* _What you have to do_: Could you copy the data below with each "bell tower" changed to "clock tower" and nothing else altered?
════════════════════
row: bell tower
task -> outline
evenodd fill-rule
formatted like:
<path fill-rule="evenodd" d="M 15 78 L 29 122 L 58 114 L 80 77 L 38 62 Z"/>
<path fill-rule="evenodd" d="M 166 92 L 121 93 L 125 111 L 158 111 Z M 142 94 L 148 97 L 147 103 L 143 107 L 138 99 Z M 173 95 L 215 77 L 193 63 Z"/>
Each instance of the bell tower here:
════════════════════
* _Output of the task_:
row: clock tower
task -> outline
evenodd fill-rule
formatted like:
<path fill-rule="evenodd" d="M 15 78 L 29 122 L 58 114 L 80 77 L 38 62 Z"/>
<path fill-rule="evenodd" d="M 166 92 L 121 93 L 125 111 L 158 111 Z M 142 94 L 148 97 L 147 103 L 143 107 L 138 99 Z M 173 95 L 215 77 L 193 63 Z"/>
Each instance of the clock tower here:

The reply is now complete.